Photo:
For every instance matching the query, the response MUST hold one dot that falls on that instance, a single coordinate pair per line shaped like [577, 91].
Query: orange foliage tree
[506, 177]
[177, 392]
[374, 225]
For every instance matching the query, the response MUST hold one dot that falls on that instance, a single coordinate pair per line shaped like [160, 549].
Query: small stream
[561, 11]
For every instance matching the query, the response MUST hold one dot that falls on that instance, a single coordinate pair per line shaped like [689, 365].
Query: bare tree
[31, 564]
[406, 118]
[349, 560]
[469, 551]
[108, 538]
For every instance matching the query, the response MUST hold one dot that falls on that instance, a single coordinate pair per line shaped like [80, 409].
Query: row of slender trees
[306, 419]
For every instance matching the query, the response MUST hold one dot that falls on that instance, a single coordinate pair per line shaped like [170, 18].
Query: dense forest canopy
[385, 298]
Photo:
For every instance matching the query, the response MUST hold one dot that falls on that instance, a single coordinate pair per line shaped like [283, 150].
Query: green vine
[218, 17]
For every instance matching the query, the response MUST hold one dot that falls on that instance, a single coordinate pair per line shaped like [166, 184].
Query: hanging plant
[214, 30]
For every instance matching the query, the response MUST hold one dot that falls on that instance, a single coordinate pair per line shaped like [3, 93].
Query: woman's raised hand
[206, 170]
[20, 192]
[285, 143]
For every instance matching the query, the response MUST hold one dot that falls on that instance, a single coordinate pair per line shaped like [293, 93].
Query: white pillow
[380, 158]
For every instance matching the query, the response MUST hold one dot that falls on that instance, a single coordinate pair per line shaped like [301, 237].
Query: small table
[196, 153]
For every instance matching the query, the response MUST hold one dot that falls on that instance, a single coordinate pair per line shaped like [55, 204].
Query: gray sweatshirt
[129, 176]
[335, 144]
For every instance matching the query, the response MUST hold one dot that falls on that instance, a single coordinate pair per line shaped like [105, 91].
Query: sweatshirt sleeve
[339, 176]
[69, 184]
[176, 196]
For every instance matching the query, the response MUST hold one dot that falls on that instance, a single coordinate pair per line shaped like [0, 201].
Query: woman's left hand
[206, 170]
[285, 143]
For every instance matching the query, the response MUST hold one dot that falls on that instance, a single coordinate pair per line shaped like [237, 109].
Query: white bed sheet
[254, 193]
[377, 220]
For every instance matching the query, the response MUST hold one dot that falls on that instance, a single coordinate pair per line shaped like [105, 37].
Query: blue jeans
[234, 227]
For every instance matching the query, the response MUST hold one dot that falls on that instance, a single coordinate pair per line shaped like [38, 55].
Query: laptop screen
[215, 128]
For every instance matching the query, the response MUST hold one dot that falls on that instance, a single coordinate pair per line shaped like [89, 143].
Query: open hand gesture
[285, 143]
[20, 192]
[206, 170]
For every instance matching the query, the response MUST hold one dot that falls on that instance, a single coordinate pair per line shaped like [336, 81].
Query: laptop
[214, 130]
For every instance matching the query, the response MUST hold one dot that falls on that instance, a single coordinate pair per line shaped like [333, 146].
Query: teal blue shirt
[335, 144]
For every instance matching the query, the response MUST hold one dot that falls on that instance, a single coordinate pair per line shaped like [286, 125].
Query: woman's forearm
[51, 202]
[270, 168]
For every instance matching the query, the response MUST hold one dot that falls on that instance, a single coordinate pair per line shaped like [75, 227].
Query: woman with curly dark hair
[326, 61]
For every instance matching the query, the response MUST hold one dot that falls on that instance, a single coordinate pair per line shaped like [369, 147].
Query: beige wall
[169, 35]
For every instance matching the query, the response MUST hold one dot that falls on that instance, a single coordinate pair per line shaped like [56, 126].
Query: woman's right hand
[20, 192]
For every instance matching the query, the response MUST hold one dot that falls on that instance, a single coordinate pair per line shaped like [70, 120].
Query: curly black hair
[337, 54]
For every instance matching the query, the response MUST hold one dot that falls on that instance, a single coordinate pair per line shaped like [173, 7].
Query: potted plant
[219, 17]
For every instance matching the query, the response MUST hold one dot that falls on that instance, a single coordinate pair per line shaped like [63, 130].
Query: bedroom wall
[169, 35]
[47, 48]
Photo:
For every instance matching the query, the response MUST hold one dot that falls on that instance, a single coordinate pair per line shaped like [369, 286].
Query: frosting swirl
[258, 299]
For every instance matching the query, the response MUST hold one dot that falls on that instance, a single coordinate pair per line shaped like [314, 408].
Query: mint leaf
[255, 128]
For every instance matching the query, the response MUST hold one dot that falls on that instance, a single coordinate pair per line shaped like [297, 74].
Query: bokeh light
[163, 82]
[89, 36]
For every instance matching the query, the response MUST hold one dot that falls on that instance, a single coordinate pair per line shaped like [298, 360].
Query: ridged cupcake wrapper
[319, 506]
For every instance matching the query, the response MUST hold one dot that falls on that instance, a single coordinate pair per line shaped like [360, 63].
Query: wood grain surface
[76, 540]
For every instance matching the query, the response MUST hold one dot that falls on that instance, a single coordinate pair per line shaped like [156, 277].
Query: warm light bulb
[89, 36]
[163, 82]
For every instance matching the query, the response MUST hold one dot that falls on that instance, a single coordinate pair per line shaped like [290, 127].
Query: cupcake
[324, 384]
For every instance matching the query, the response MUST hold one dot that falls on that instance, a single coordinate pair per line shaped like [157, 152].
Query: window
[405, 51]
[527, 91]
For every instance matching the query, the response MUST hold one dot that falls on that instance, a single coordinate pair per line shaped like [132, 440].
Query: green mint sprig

_Problem statement_.
Word for word, write out every line of the listing.

_Response to this exercise_.
Photo:
For every instance matching the query, the response MUST hold one dot that falls on that instance, a single coordinate pair per line shaped like [577, 91].
Query: orange foliage tree
[506, 177]
[177, 392]
[374, 225]
For every instance matching the query, the response MUST hold one dot that falls on that instance, a single coordinate pair per line shaped like [160, 549].
Query: small stream
[561, 11]
For every instance matching the query, the response MUST hold one dot that falls on that instance, a single coordinate pair per line shaped like [689, 365].
Query: bare tree
[31, 564]
[406, 118]
[349, 560]
[469, 551]
[108, 538]
For every instance matching the query, the response MUST hold one dot that falls on that instance, a single coordinate pair per line shaped like [80, 409].
Query: row of slender trees
[306, 419]
For every instance matching the query, the response MUST hold one dot that falls on that instance, a single coordinate pair per line shaped like [170, 18].
Query: dense forest canopy
[385, 298]
Photo:
For every instance matching the query, the response MUST hold one dot that falls on that instance, a single coordinate pair per line shaped like [283, 150].
Query: green vine
[218, 17]
For every instance matching the query, the response MUST hold one dot that falls on that instance, a single coordinate pair per line shaped like [166, 184].
Query: hanging plant
[214, 30]
For every instance matching the query, the response MUST hold one dot that falls on that instance, a single coordinate pair per line shaped like [3, 93].
Query: woman's raised hand
[206, 170]
[20, 192]
[285, 143]
For every instance matching the query, the response MUST hold one dot that falls on that instance, a single coordinate pair per line shaped like [293, 93].
Query: white pillow
[380, 158]
For every instance matching the query, the response MUST hold one dot that falls on that instance, a single coordinate pair per line shaped like [301, 237].
Query: small table
[196, 153]
For every instance matching the query, the response MUST hold one dot that falls on that instance, a single coordinate pair per line shaped like [55, 204].
Query: gray sweatshirt
[129, 176]
[335, 144]
For every instance matching the query, the response MUST hold one dot that falls on that instance, a single coordinate pair per line shaped like [105, 91].
Query: sweatshirt sleeve
[339, 176]
[69, 184]
[176, 196]
For every instance matching the query, the response MUST hold one dot that falls on that instance, a single coordinate pair per line shaped like [0, 201].
Query: woman's left hand
[206, 170]
[285, 143]
For every instance matching the query, the response MUST hold one dot that falls on that instance, a single coordinate pair per line shaped like [237, 109].
Query: white bed sheet
[254, 193]
[377, 220]
For every instance matching the query, the response MUST hold one dot that falls on that instance, a single coordinate pair per line shaped like [105, 37].
Query: blue jeans
[234, 227]
For every instance matching the query, the response MUST hold one dot that falls on that instance, a single coordinate pair per line shaped like [38, 55].
Query: laptop screen
[215, 128]
For every instance matching the query, the response MUST hold one dot that falls on that instance, a single coordinate pair per line shaped like [89, 143].
Query: open hand gesture
[285, 143]
[20, 192]
[206, 170]
For every instance matching the query, the response MUST hold one dot that falls on that instance, a single coordinate pair per line shaped like [336, 81].
Query: laptop
[214, 130]
For every instance matching the query, the response MUST hold one dot that falls on that instance, a single coordinate pair per line shaped like [333, 146].
Query: teal blue shirt
[335, 144]
For every instance matching the query, the response MUST hold one dot that falls on that instance, a single coordinate pair per line shaped like [286, 125].
Query: woman's forearm
[51, 202]
[270, 168]
For every instance matching the query, the response MUST hold one dot that falls on that instance, a single coordinate pair per line shaped like [75, 227].
Query: woman with curly dark hair
[326, 61]
For every instance matching the query, the response MUST hold one dot that falls on that instance, a single coordinate pair per line shaped like [369, 147].
Query: beige wall
[169, 35]
For every instance matching the query, the response MUST hold one dot that falls on that instance, a single coordinate pair per line shaped like [56, 126].
Query: woman's right hand
[20, 192]
For every instance matching the query, the response MUST hold one dot that falls on that instance, a single coordinate pair per line shaped like [70, 120].
Query: curly black hair
[337, 54]
For every instance matching the query, the response MUST hold one dot that falls on that instance, a single coordinate pair per line shaped like [173, 7].
Query: potted plant
[219, 17]
For every instance matching the query, the response MUST hold one dot that falls on that instance, a single coordinate pair per line shaped like [63, 130].
Query: bedroom wall
[169, 35]
[47, 48]
Photo:
For every instance matching the query, the response MUST hold one dot that falls on that instance, a single coordinate pair per line shaped like [369, 286].
Query: frosting swirl
[258, 299]
For every instance matching the query, the response MUST hold one dot that falls on that instance, a single coordinate pair per line shaped like [314, 408].
Query: mint leaf
[255, 128]
For every instance matching the query, the response MUST hold one dot that falls on that instance, a single coordinate pair per line shaped like [297, 74].
Query: bokeh light
[163, 82]
[89, 36]
For every instance matching the query, the response MUST hold one dot that falls on that instance, a single coordinate pair per line shaped like [298, 360].
Query: ridged cupcake wrapper
[319, 506]
For every instance matching the query, the response MUST hold one dot that falls on that instance, a single coordinate pair per line shaped like [360, 63].
Query: wood grain surface
[76, 540]
For every instance matching the query, the response MUST hold one dot that falls on that instance, a single coordinate pair per line shaped like [156, 277].
Query: warm light bulb
[89, 36]
[163, 82]
For every instance matching the query, the response MUST hold one dot that falls on that instance, a single coordinate pair per line shaped like [290, 127].
Query: cupcake
[324, 384]
For every instance matching the query, the response MUST hold one dot that falls on that instance, a single coordinate pair per line shaped like [157, 152].
Query: window
[405, 51]
[527, 91]
For every instance matching the query, the response MUST hold one dot that falls on that instance, a single coordinate pair per line shaped like [132, 440].
Query: green mint sprig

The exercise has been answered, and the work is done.